- Consegna:
Ricopia senza cambiamenti, dal brano sul workshop dedicato alla tutorship nei master, tutto il tratto che va da "Le funzioni di Tutorship: come" giù fino a "le Alte Scuole.".

- Brano scelto:
Le funzioni di Tutorship: come definire, quale valore aggiunto crea, come evolve la figura del tutor nell'ambito dei master universitari e come si caratterizza nello "stile" specifico dell'ateneo? Se ne è discusso giovedì 27 giugno in occasione del workshop :"Le funzioni di tutorship e la qualità nei Master universitari: lo stile della casa in Università Cattolica", organizzato dalla direzione Didattica, formazione post-laurea e servizi agli studenti, con le Alte Scuole.

- Dati forniti:
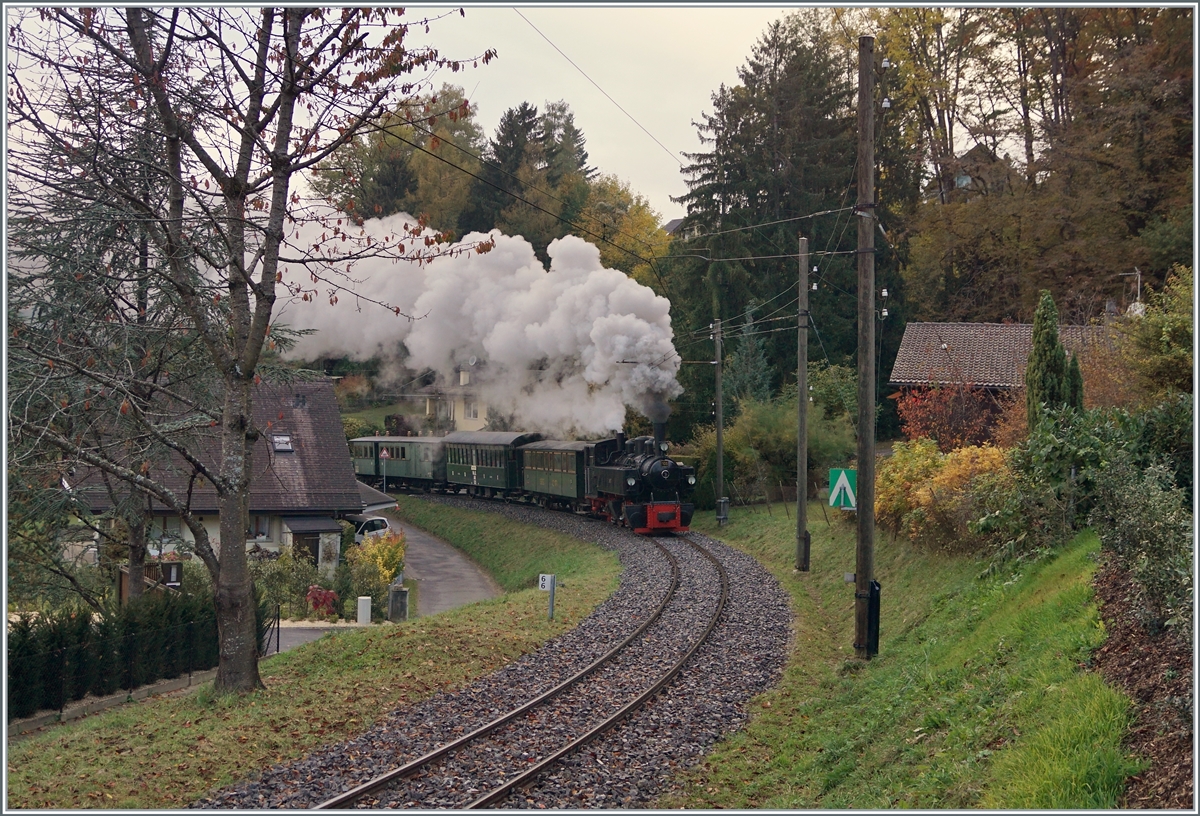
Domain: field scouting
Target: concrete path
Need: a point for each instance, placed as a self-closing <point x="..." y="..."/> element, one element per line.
<point x="445" y="577"/>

- Esercizio svolto:
Le funzioni di Tutorship: come definire, quale valore aggiunto crea, come evolve la figura del tutor nell'ambito dei master universitari e come si caratterizza nello "stile" specifico dell'ateneo? Se ne è discusso giovedì 27 giugno in occasione del workshop :"Le funzioni di tutorship e la qualità nei Master universitari: lo stile della casa in Università Cattolica", organizzato dalla direzione Didattica, formazione post-laurea e servizi agli studenti, con le Alte Scuole.